| SELECTED EXTRACT |
┏━━

In certain embodiments, the wrapper may be formed by an
exoskeleton of tension clips, for example, that may
maintain continuous pressure on the seals of the stacked
cells. A non-conductive barrier may be provided between
the stack and wrapper to prevent the ESD from shorting.
[0073] With continued reference to FIG. 4, for
example, bi-polar ESD 450 of the invention may include a
plurality of cell segments (e.g., cell segments 422a-f)
formed by terminal MPUs 412a and 412b, and the sub-stacks
of one or more BPUs 402a-d having sub-terminal MPU 401
therebetween. In accordance with an embodiment of the
invention, the thicknesses and materials of each one of
the substrates (e.g., substrates 406a-d, 409, 416a,
and 416b), the electrode layers (e.g., positive
layers 404a-d, 414a, and 414b, and negative
layers 408a-d, 405a, and 405b), the electrolyte layers
(e.g., layers 410a-f), and the gaskets
(e.g., gaskets 460a-f) may differ from one another, not
only from cell segment to cell segment, but also within a
particular cell segment. This variation of geometries
and chemistries, not only at the stack level, but also at
the individual cell level, may create ESDs with various
benefits and performance characteristics.

┗━━

(Extracted records)

┏━━

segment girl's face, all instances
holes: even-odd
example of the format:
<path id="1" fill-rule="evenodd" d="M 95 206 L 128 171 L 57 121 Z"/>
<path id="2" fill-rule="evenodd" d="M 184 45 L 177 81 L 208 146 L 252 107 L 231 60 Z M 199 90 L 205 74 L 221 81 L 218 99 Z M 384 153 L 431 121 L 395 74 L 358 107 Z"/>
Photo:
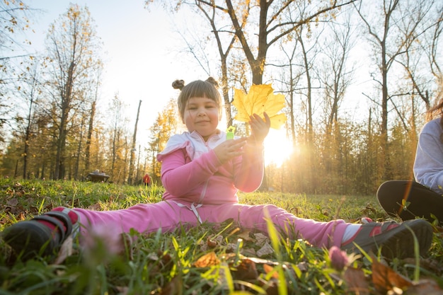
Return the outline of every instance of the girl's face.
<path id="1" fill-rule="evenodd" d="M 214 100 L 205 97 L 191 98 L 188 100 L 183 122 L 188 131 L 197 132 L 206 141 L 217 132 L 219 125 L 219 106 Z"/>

┗━━
┏━━

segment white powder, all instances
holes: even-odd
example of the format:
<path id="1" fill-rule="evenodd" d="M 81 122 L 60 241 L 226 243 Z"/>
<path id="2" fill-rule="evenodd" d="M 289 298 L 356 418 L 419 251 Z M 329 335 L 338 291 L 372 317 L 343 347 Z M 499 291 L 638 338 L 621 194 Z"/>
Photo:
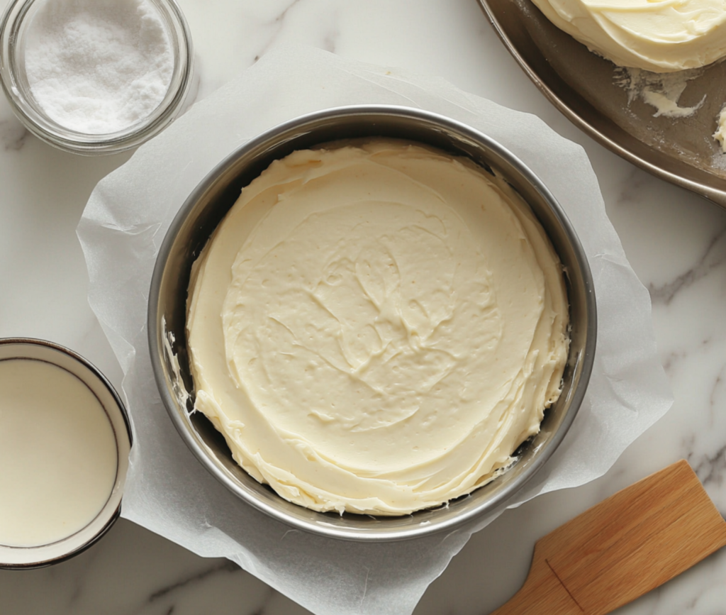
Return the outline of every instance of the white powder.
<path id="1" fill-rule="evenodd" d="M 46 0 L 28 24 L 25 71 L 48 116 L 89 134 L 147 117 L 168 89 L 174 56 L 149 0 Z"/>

┗━━
┏━━

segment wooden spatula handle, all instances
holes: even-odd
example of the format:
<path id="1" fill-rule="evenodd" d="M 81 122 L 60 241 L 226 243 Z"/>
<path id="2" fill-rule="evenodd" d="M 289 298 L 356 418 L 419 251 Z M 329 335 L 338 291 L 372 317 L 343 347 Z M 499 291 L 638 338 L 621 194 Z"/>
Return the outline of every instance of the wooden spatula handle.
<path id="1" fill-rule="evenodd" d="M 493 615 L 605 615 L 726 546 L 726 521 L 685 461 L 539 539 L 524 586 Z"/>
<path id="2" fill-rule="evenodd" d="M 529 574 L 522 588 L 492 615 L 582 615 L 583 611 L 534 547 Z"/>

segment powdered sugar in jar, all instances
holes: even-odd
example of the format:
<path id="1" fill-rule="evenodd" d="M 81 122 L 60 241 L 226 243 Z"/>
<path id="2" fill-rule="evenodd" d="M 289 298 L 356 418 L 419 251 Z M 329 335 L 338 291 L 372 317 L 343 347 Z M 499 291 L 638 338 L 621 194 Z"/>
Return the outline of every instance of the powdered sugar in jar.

┗━━

| WHAT TO PRODUCE |
Copy out the full excerpt above on the bi-polar ESD cell stack, word for word.

| RESULT OF THE TASK |
In certain embodiments, the wrapper may be formed by an
exoskeleton of tension clips, for example, that may
maintain continuous pressure on the seals of the stacked
cells. A non-conductive barrier may be provided between
the stack and wrapper to prevent the ESD from shorting.
[0073] With continued reference to FIG. 4, for
example, bi-polar ESD 450 of the invention may include a
plurality of cell segments (e.g., cell segments 422a-f)
formed by terminal MPUs 412a and 412b, and the sub-stacks
of one or more BPUs 402a-d having sub-terminal MPU 401
therebetween. In accordance with an embodiment of the
invention, the thicknesses and materials of each one of
the substrates (e.g., substrates 406a-d, 409, 416a,
and 416b), the electrode layers (e.g., positive
layers 404a-d, 414a, and 414b, and negative
layers 408a-d, 405a, and 405b), the electrolyte layers
(e.g., layers 410a-f), and the gaskets
(e.g., gaskets 460a-f) may differ from one another, not
only from cell segment to cell segment, but also within a
particular cell segment. This variation of geometries
and chemistries, not only at the stack level, but also at
the individual cell level, may create ESDs with various
benefits and performance characteristics.